**INSTRUCTIONS TO FOLLOW**: Return all of the lines below exactly as they are.

**INPUT DATA**:

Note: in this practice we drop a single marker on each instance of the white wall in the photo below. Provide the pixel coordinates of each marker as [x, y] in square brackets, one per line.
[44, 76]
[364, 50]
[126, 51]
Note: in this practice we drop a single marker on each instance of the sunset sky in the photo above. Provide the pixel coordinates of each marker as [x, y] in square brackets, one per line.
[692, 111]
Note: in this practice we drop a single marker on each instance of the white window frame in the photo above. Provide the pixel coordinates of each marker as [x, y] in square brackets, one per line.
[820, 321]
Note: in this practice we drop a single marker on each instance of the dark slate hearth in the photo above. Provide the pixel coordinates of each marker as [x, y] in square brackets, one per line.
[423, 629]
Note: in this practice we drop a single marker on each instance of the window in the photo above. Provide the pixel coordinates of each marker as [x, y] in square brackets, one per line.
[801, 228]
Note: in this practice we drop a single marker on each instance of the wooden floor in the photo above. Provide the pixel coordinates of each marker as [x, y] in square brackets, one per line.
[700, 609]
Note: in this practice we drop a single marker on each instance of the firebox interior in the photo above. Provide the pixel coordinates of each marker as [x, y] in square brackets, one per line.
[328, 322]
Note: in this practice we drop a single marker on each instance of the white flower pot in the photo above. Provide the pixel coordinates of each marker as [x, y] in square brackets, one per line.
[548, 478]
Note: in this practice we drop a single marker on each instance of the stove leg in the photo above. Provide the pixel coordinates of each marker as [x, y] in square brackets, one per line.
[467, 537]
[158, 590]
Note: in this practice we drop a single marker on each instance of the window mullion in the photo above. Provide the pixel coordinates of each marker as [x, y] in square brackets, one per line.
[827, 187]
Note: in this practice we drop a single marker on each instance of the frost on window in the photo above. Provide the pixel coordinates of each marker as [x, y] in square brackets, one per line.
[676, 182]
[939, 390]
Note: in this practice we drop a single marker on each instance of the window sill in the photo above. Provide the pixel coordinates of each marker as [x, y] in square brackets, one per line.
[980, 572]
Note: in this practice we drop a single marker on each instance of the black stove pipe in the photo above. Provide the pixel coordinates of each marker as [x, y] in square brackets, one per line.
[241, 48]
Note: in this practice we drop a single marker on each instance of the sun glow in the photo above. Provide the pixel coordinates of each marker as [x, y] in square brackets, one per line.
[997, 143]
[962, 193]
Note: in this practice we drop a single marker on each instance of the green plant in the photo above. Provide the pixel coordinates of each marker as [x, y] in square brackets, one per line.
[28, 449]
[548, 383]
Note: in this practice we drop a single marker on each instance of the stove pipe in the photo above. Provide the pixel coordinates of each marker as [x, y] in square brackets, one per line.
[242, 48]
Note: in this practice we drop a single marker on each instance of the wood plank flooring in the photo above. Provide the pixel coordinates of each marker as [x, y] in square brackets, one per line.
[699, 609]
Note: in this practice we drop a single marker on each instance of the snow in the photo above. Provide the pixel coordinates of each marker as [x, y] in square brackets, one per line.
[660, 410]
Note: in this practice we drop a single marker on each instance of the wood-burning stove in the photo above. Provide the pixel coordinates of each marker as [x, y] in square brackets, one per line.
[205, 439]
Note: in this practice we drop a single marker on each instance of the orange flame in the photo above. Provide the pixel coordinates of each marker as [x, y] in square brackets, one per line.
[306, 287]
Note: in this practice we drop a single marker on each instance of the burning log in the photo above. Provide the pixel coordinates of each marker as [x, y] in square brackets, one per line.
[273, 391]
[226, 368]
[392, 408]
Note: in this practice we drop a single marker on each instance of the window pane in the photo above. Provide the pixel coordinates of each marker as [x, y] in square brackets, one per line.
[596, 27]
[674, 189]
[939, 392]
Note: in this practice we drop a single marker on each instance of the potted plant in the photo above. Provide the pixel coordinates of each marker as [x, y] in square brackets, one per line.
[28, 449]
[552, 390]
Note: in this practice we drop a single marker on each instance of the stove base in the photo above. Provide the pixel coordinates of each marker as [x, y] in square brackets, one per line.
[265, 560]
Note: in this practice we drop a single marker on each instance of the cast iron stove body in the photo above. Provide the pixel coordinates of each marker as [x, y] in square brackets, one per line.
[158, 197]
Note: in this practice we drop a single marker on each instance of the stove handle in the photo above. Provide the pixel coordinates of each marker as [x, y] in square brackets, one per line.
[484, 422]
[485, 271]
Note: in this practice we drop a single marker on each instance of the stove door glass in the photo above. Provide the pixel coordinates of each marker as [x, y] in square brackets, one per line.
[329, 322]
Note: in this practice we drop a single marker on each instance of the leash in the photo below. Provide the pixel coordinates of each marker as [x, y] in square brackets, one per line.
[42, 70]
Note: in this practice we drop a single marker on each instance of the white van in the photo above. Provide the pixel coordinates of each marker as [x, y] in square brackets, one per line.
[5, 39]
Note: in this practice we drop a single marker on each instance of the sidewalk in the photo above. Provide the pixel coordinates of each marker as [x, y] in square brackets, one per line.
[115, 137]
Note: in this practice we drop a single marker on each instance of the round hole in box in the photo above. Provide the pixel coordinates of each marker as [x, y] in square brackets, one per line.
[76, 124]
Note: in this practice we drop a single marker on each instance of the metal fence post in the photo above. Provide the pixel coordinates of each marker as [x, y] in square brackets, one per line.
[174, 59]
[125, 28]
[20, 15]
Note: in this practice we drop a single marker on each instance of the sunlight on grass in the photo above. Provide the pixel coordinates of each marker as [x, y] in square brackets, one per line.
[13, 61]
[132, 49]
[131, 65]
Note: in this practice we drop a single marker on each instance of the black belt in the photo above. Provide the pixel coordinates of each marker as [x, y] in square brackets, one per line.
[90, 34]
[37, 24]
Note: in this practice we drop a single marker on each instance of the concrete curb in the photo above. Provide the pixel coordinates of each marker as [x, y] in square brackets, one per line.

**EXERCISE SOLUTION**:
Note: in this practice we drop a single marker on each instance of the white wall in the photo below. Provide the pixel coordinates of each marker as [x, y] in square brackets, one per line.
[44, 76]
[364, 50]
[126, 51]
Note: in this practice we drop a single marker on each instance of the sunset sky in the photo above. Provide the pixel coordinates of each marker as [x, y] in square brackets, one per line.
[692, 111]
Note: in this practice we drop a single marker on each instance of the white window frame in the photo above. Provide the pixel coordinates of each marker as [x, y] in square brackets, one per line.
[820, 321]
Note: in this practice we drop a single marker on each instance of the dark slate hearth in the photo above. Provide the pixel coordinates of each marker as [x, y] in square brackets, one per line.
[423, 629]
Note: in this practice we drop a single marker on each instance of the window in the photo above. Provide the pixel coordinates of each marker as [x, y] in square brackets, one per line.
[801, 228]
Note: in this practice we drop a single marker on each instance of the wooden floor in the photo above. Provide the pixel coordinates of each marker as [x, y] in square brackets, one per line.
[700, 609]
Note: in this practice we drop a single marker on each instance of the firebox interior in the photo above. Provide the pixel coordinates of each marker as [x, y] in square brackets, one per line.
[328, 322]
Note: in this practice we drop a single marker on each instance of the white flower pot in the photo above. Provide the pixel coordinates of each marker as [x, y] in square brackets, one per line.
[548, 478]
Note: in this practice we drop a single marker on each instance of the stove leg in the photo above. Provide the pixel coordinates of each marker as [x, y] in square brackets, one per line.
[467, 537]
[158, 590]
Note: in this practice we drop a single marker on each instance of the window mullion in the photo above. Provide the pixel coordinates of each marker as [x, y] in square brackets, one per line.
[827, 187]
Note: in this practice we drop a single marker on each instance of the frost on window in the photo above. Provide the pixel coordinates of each marker as [x, y] in square brackets, one per line.
[676, 182]
[939, 390]
Note: in this practice we drop a single marker on each instance of the window sill in the photo above. Provide the pixel coordinates of each marker as [x, y] in square brackets, one per line.
[980, 572]
Note: in this practice we drop a single marker on each instance of the black stove pipe in the photo above. Provide the pixel coordinates of each marker as [x, y] in square brackets, one per line.
[241, 48]
Note: in this practice we drop a single marker on each instance of the sun glow in the photo above. Provide the pixel coordinates of each marker as [x, y] in square brackets, one per line.
[997, 143]
[962, 193]
Note: in this practice we drop a single marker on each instance of the green plant in the photo above. Provide the pixel coordinates of each marker as [x, y] in square brackets, one per line.
[28, 449]
[548, 383]
Note: in this practice we drop a single marker on each instance of the stove pipe in the photo above. Provide the pixel coordinates of each marker as [x, y] in square brackets, one per line.
[242, 48]
Note: in this practice we drop a single marker on each instance of the wood plank flooring in the photo above. Provide the pixel coordinates of each marker as [x, y] in square brackets, one per line.
[699, 609]
Note: in this practice we drop a single marker on each instance of the snow in the photo above. Provide the pixel coordinates of each marker as [x, y] in square brackets, one per line.
[660, 410]
Note: in this practice we drop a single marker on each instance of the wood-burning stove in the photo above. Provide the pixel coordinates of each marker as [x, y] in square brackets, one per line.
[205, 439]
Note: in this practice we drop a single marker on each instance of the orange flame in the photo above. Provide the pixel coordinates of each marker as [x, y] in square brackets, one per line.
[306, 287]
Note: in this practice we drop a single marker on each instance of the burning log in the photo above. Provide the pixel coordinates of each marker as [x, y] in square brackets, one per line.
[273, 391]
[226, 368]
[392, 408]
Note: in this practice we drop a single marker on each instance of the window pane in the photo above. Provide the pixel coordinates of each marker as [x, y] in square brackets, one per line.
[596, 27]
[674, 189]
[939, 392]
Note: in this practice we drop a single marker on each instance of the potted plant in the photo above. Provide the pixel coordinates of each marker as [x, y] in square brackets, one per line.
[28, 449]
[552, 390]
Note: in this practice we drop a single marker on each instance of the stove base in the photo above. Provide the pixel coordinates of each marker as [x, y] in square brackets, one per line.
[265, 560]
Note: in this practice we drop a single marker on each instance of the cast iron stove body in the photo above. Provide the pixel coordinates of each marker as [x, y] in square brackets, one per line.
[158, 197]
Note: in this practice we drop a single marker on each instance of the stove handle in the photo above. Provide the pixel coordinates of each marker as [x, y] in square brackets, one per line.
[484, 422]
[485, 271]
Note: in this practice we drop a single marker on each instance of the stove door glass in the photo above. Provide the pixel coordinates of each marker as [x, y] in square brackets, one per line.
[329, 322]
Note: in this practice we drop a single marker on each instance of the leash in the photo below. Provide the pixel coordinates of each marker as [x, y] in square brackets, one per line.
[42, 70]
Note: in this practice we drop a single marker on each instance of the white van in the photo above. Provide the pixel coordinates of each marker as [x, y] in square brackets, one per line.
[5, 39]
Note: in this practice we drop a single marker on each instance of the sidewalk in the photo above. Provide the pixel coordinates of each marker as [x, y] in square brackets, one per line.
[115, 137]
Note: in this practice we drop a single marker on each instance of the round hole in box in the photo above. Provide the pixel coordinates of each marker as [x, y] in square brackets, one per line.
[76, 124]
Note: in this practice we drop a single marker on each instance of the metal fence post in the photo above. Provide the pixel coordinates of each marker as [x, y] in square brackets, one per line.
[174, 59]
[125, 28]
[20, 15]
Note: in this practice we drop a single marker on each instance of the sunlight on grass in the photo above. Provide the pixel coordinates of each marker as [x, y] in square brackets, one per line.
[13, 61]
[132, 49]
[131, 65]
Note: in this practice we drop a single marker on each instance of the black belt in the photo above. Provide the pixel coordinates of each marker as [x, y] in square brackets, one per line.
[90, 34]
[37, 24]
Note: in this practice we drop a single marker on each instance of the concrete curb in the photo above. Provide the pixel coordinates of each marker as [x, y] in square brackets, one per line.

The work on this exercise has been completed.